** Stored data **
= = =
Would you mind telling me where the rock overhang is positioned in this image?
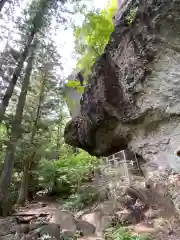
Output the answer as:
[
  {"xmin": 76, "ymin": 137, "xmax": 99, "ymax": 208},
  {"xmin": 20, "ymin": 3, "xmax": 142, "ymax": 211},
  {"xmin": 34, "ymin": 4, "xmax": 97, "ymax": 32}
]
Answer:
[{"xmin": 65, "ymin": 0, "xmax": 180, "ymax": 156}]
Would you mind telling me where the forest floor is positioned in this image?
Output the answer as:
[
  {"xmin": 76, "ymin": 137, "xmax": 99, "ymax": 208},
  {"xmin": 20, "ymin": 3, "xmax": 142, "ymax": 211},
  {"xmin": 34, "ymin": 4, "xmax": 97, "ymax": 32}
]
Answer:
[{"xmin": 0, "ymin": 195, "xmax": 180, "ymax": 240}]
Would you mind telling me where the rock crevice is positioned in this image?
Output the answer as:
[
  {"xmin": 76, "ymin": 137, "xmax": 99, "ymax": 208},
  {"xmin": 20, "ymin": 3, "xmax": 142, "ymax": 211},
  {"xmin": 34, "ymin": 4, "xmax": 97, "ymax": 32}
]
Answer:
[{"xmin": 65, "ymin": 0, "xmax": 180, "ymax": 156}]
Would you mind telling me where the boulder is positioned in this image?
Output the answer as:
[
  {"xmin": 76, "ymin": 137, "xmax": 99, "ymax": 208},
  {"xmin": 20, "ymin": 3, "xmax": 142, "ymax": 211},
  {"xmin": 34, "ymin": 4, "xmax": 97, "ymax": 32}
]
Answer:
[
  {"xmin": 81, "ymin": 211, "xmax": 102, "ymax": 227},
  {"xmin": 60, "ymin": 231, "xmax": 77, "ymax": 240},
  {"xmin": 64, "ymin": 0, "xmax": 180, "ymax": 160},
  {"xmin": 96, "ymin": 215, "xmax": 113, "ymax": 237},
  {"xmin": 37, "ymin": 223, "xmax": 61, "ymax": 240},
  {"xmin": 76, "ymin": 220, "xmax": 96, "ymax": 236}
]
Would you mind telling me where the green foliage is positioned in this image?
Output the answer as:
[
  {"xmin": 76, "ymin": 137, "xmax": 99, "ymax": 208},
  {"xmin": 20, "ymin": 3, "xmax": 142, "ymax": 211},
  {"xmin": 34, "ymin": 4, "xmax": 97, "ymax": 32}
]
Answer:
[
  {"xmin": 74, "ymin": 0, "xmax": 117, "ymax": 77},
  {"xmin": 126, "ymin": 7, "xmax": 138, "ymax": 24},
  {"xmin": 64, "ymin": 186, "xmax": 98, "ymax": 211},
  {"xmin": 39, "ymin": 151, "xmax": 97, "ymax": 197},
  {"xmin": 106, "ymin": 227, "xmax": 151, "ymax": 240},
  {"xmin": 67, "ymin": 80, "xmax": 84, "ymax": 93}
]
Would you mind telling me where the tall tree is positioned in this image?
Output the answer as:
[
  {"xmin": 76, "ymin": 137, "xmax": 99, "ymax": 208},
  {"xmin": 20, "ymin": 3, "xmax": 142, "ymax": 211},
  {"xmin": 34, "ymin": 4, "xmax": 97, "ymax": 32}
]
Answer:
[
  {"xmin": 0, "ymin": 40, "xmax": 36, "ymax": 214},
  {"xmin": 18, "ymin": 64, "xmax": 46, "ymax": 205},
  {"xmin": 0, "ymin": 0, "xmax": 64, "ymax": 122},
  {"xmin": 0, "ymin": 0, "xmax": 8, "ymax": 12},
  {"xmin": 0, "ymin": 0, "xmax": 65, "ymax": 215}
]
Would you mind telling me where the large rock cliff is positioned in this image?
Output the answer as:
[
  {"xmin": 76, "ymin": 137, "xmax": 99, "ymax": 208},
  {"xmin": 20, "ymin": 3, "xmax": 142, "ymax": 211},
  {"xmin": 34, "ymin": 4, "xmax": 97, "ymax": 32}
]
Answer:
[{"xmin": 65, "ymin": 0, "xmax": 180, "ymax": 161}]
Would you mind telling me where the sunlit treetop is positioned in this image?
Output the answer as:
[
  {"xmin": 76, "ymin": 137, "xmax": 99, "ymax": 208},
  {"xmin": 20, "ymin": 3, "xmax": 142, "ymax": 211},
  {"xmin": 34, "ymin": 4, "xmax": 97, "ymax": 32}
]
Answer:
[{"xmin": 74, "ymin": 0, "xmax": 117, "ymax": 80}]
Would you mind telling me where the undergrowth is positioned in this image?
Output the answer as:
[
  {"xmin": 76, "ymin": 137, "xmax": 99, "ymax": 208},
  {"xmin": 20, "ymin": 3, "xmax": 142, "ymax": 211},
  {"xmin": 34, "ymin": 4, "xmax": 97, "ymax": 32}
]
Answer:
[{"xmin": 105, "ymin": 227, "xmax": 151, "ymax": 240}]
= = =
** To be done **
Return every one of the rows above word for word, leaving out the pictures.

** Exercise result **
Would you mind telling me where the rock overhang is positioned in this image?
Output the answer as:
[
  {"xmin": 76, "ymin": 137, "xmax": 99, "ymax": 208},
  {"xmin": 20, "ymin": 3, "xmax": 142, "ymax": 211},
  {"xmin": 34, "ymin": 4, "xmax": 97, "ymax": 32}
]
Answer:
[{"xmin": 65, "ymin": 0, "xmax": 180, "ymax": 156}]
Would you mind telling me where the forest floor is positioned in this image?
Output the answer as:
[
  {"xmin": 76, "ymin": 137, "xmax": 99, "ymax": 208},
  {"xmin": 20, "ymin": 3, "xmax": 142, "ymax": 211},
  {"xmin": 34, "ymin": 4, "xmax": 97, "ymax": 32}
]
Answer:
[{"xmin": 0, "ymin": 195, "xmax": 180, "ymax": 240}]
Would you mind telling me where the rock crevice is positioned in this image?
Output the answer as:
[
  {"xmin": 76, "ymin": 137, "xmax": 99, "ymax": 208},
  {"xmin": 20, "ymin": 3, "xmax": 142, "ymax": 211},
  {"xmin": 34, "ymin": 4, "xmax": 97, "ymax": 32}
]
Answer:
[{"xmin": 65, "ymin": 0, "xmax": 180, "ymax": 156}]
Would you mind telling me where the boulder is positioned in this image?
Output the answer as:
[
  {"xmin": 76, "ymin": 137, "xmax": 99, "ymax": 208},
  {"xmin": 20, "ymin": 3, "xmax": 142, "ymax": 211},
  {"xmin": 34, "ymin": 4, "xmax": 97, "ymax": 32}
]
Answer:
[
  {"xmin": 81, "ymin": 211, "xmax": 102, "ymax": 227},
  {"xmin": 60, "ymin": 231, "xmax": 77, "ymax": 240},
  {"xmin": 64, "ymin": 0, "xmax": 180, "ymax": 160},
  {"xmin": 96, "ymin": 215, "xmax": 113, "ymax": 237},
  {"xmin": 37, "ymin": 223, "xmax": 61, "ymax": 240},
  {"xmin": 76, "ymin": 220, "xmax": 96, "ymax": 236}
]
Would you mind telling me where the green foliage is positioned in this image?
Output the answer as:
[
  {"xmin": 76, "ymin": 137, "xmax": 99, "ymax": 208},
  {"xmin": 20, "ymin": 3, "xmax": 142, "ymax": 211},
  {"xmin": 34, "ymin": 4, "xmax": 97, "ymax": 32}
]
Answer:
[
  {"xmin": 74, "ymin": 0, "xmax": 117, "ymax": 77},
  {"xmin": 126, "ymin": 7, "xmax": 138, "ymax": 24},
  {"xmin": 64, "ymin": 186, "xmax": 98, "ymax": 211},
  {"xmin": 39, "ymin": 151, "xmax": 97, "ymax": 197},
  {"xmin": 106, "ymin": 227, "xmax": 151, "ymax": 240},
  {"xmin": 67, "ymin": 80, "xmax": 84, "ymax": 93}
]
Would you mind telling me where the tall tree is positioned in this image?
Output the answer as:
[
  {"xmin": 76, "ymin": 137, "xmax": 99, "ymax": 208},
  {"xmin": 20, "ymin": 3, "xmax": 142, "ymax": 211},
  {"xmin": 34, "ymin": 4, "xmax": 97, "ymax": 32}
]
Answer:
[
  {"xmin": 0, "ymin": 40, "xmax": 36, "ymax": 214},
  {"xmin": 18, "ymin": 64, "xmax": 46, "ymax": 205},
  {"xmin": 0, "ymin": 0, "xmax": 64, "ymax": 122},
  {"xmin": 0, "ymin": 0, "xmax": 8, "ymax": 12},
  {"xmin": 0, "ymin": 0, "xmax": 65, "ymax": 215}
]
Would you mind telling me where the large rock cliff is positioned in this image?
Output the answer as:
[
  {"xmin": 76, "ymin": 137, "xmax": 99, "ymax": 208},
  {"xmin": 20, "ymin": 3, "xmax": 142, "ymax": 211},
  {"xmin": 34, "ymin": 4, "xmax": 97, "ymax": 32}
]
Answer:
[{"xmin": 65, "ymin": 0, "xmax": 180, "ymax": 161}]
Would you mind telling me where the sunlit treetop is positioned in this image?
Output the answer as:
[
  {"xmin": 76, "ymin": 137, "xmax": 99, "ymax": 208},
  {"xmin": 20, "ymin": 3, "xmax": 142, "ymax": 211},
  {"xmin": 34, "ymin": 4, "xmax": 97, "ymax": 32}
]
Answer:
[{"xmin": 74, "ymin": 0, "xmax": 117, "ymax": 80}]
Would you mind telling me where the undergrowth is positioned in this image?
Output the answer as:
[
  {"xmin": 76, "ymin": 137, "xmax": 99, "ymax": 208},
  {"xmin": 20, "ymin": 3, "xmax": 142, "ymax": 211},
  {"xmin": 34, "ymin": 4, "xmax": 97, "ymax": 32}
]
Answer:
[{"xmin": 105, "ymin": 227, "xmax": 151, "ymax": 240}]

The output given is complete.